>> START EXTRACT
# Impreza Stolen



## tom-coupe (Jan 17, 2009)

just seen this over on celica-club.co.uk thought would post this as may get more publicity on here.

its janspeed imprezza stolen from santa pod last night.

http://www.celica-club.co.uk/forum/index.php?/topic/123479-stolen/page__pid__1501723#entry1501723


----------



## hoikey (Mar 9, 2011)

Link won't work


----------



## vickky453 (Feb 27, 2009)




----------



## tom-coupe (Jan 17, 2009)

thankss vickky


----------



## JenJen (Jun 30, 2010)

Heres there page on facebook http://www.facebook.com/teamjapspeed?sk=wall if you can share the link on and around facebook that would be fab thank you...

In reality this car will most likely be broken up or resprayed by now but as its not road legal im sure its going to pop up somewhere, im just shocked as I heard it was seen on the road being driven - why the police didnt pull it is beyond me.


----------



## id_doug (Apr 6, 2011)

That must be heading for the parts bin! Not exactly a car you can drive around in and get away with it. Fingers crossed it shows up and they catch the thieve scumbags!

Let's hope it was some opportunist how just decided to take it for a spin.....


----------



## Rust.Bucket (Feb 11, 2011)

How the hell did that slip under the radar at Santapod?!?!
I wonder if the security have looked into it, and have any info/security footage?


----------



## JenJen (Jun 30, 2010)

Rust.Bucket said:


> How the hell did that slip under the radar at Santapod?!?!
> I wonder if the security have looked into it, and have any info/security footage?


Not sure think there is chit chat but not heard anything as gospel yet, doesnt sound as if it was trailered out as it was seen driving along the road about 10mins from the pod :speechles


----------



## Maggi200 (Aug 21, 2009)

Seen this on another forum. This is one noisy soab, how did noone notice?! And how did the police fail to pull it over...?


----------



## JenJen (Jun 30, 2010)
>> END EXTRACT
>> START TASK INPUT
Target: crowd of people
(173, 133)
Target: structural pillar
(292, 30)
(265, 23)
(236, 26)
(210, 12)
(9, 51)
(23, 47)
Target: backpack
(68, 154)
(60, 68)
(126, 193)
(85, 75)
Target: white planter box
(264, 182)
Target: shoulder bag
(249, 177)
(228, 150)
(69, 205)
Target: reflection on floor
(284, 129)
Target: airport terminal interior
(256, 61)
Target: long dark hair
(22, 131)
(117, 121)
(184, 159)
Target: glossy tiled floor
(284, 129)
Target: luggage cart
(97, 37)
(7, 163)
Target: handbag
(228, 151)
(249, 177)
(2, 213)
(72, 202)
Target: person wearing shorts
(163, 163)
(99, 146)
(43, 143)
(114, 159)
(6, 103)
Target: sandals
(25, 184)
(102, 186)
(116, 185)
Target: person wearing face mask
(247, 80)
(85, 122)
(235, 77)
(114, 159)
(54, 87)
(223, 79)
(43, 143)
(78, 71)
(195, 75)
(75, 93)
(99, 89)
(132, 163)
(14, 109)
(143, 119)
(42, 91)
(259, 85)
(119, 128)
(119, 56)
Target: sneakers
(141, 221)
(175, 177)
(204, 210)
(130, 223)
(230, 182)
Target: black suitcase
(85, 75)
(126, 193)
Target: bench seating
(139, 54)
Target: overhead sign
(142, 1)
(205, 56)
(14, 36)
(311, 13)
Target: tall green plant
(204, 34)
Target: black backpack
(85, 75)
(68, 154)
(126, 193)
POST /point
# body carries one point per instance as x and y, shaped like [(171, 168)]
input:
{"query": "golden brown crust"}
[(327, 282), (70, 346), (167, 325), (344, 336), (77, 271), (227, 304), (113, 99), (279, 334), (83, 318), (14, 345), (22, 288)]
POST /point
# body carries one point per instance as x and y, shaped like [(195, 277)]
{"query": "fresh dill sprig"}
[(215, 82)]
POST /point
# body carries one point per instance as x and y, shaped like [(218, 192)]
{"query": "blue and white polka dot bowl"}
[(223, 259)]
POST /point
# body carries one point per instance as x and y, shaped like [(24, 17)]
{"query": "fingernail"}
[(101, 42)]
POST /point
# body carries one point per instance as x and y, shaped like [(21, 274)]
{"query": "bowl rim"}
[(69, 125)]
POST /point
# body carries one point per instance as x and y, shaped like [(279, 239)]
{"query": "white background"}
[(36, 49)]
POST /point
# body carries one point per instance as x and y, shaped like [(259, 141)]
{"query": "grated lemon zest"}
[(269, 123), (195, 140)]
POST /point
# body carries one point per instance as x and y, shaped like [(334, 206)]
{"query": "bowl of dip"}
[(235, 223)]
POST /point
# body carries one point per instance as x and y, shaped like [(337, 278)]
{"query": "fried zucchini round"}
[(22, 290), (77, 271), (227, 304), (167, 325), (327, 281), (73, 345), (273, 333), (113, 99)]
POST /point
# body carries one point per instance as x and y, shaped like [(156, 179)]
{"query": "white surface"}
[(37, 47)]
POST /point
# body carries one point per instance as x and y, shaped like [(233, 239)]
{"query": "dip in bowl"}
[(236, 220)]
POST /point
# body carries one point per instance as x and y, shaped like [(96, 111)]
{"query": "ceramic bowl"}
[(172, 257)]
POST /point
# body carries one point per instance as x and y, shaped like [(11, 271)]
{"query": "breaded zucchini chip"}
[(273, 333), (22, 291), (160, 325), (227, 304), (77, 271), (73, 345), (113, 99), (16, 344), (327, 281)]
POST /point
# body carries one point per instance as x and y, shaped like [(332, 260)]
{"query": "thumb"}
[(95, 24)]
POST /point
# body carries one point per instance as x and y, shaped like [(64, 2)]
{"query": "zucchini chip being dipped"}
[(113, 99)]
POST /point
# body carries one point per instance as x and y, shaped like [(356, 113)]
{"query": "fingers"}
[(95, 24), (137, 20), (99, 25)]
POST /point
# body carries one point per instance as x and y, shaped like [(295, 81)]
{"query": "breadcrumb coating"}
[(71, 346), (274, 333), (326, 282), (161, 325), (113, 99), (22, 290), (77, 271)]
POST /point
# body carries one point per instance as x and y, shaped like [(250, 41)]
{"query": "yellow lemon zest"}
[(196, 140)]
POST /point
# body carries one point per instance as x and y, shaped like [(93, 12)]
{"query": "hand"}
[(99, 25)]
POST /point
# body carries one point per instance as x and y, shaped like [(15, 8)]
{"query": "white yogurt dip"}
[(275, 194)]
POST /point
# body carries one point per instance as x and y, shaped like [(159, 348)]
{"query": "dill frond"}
>> END TASK INPUT
>> START TASK INPUT
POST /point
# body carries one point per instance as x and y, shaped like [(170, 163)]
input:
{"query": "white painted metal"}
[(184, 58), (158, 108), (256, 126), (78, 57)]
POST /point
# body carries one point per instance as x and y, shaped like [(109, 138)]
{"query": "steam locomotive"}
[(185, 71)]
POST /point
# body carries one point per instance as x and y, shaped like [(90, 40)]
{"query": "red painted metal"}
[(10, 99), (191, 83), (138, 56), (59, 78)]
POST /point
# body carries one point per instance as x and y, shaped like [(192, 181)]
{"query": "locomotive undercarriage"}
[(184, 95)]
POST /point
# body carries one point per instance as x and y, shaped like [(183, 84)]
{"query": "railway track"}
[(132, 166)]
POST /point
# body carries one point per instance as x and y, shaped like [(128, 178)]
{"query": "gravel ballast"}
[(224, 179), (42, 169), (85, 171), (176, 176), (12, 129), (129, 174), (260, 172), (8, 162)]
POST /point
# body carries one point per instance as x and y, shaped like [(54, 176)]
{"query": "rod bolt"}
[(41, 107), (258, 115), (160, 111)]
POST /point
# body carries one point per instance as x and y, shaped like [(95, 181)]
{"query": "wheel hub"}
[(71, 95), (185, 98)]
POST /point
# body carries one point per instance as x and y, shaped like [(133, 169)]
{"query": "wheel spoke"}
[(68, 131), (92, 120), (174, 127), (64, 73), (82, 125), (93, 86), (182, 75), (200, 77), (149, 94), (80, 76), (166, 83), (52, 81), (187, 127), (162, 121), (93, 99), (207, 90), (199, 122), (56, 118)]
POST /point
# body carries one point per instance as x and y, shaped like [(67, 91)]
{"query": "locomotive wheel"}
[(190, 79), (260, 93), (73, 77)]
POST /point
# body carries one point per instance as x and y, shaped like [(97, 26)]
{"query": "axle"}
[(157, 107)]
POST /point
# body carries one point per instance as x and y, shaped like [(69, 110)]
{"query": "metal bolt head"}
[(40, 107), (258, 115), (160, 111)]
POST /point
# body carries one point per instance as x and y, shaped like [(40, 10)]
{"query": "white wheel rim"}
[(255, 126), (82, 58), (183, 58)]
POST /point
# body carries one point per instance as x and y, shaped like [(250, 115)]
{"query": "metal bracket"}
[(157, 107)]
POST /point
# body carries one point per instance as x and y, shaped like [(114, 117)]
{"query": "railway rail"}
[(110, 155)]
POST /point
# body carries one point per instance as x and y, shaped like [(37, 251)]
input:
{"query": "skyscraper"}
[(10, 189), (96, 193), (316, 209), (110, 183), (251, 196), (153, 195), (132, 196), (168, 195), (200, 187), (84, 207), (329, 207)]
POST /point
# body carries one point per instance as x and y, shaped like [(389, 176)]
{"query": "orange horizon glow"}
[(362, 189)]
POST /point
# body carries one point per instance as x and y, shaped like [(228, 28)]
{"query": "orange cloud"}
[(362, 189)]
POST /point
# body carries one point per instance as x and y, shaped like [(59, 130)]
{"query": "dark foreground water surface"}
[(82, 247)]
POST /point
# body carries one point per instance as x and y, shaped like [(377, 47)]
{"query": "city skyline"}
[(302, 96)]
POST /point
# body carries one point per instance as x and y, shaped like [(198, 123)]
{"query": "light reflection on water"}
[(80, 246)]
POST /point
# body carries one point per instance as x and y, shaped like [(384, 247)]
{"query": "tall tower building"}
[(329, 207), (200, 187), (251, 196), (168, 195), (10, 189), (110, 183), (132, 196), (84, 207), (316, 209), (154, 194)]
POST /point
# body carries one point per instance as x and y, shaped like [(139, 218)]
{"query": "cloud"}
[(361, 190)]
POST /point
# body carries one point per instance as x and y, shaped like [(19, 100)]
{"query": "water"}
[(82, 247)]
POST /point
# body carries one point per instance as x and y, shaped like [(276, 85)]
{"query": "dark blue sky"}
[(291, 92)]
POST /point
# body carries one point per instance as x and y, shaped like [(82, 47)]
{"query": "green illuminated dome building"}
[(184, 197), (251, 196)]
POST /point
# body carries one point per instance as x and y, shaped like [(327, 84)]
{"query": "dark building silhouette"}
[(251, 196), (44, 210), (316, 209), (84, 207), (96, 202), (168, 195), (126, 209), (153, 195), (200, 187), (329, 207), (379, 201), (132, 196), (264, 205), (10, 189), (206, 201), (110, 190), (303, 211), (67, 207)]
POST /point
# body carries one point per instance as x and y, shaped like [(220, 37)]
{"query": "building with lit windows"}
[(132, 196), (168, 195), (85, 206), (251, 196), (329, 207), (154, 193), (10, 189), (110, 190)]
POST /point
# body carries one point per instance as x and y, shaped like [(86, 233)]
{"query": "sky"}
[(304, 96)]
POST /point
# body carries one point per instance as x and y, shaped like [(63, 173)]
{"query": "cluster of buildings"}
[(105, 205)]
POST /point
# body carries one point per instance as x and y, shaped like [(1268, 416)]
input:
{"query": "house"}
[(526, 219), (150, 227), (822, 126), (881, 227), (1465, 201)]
>> END TASK INPUT
*SET TASK 1*
In the forum thread about the stolen Impreza, how far from Santa Pod was the car reportedly seen driving?
*SET TASK 2*
Select every row containing the string "bowl", matching case exactly.
The rows have nothing to do with the forum thread.

*FULL OUTPUT 1*
About 10 minutes from the pod.

*FULL OUTPUT 2*
{"query": "blue and white polka dot bowl"}
{"query": "bowl rim"}
{"query": "bowl of dip"}
{"query": "dip in bowl"}
{"query": "ceramic bowl"}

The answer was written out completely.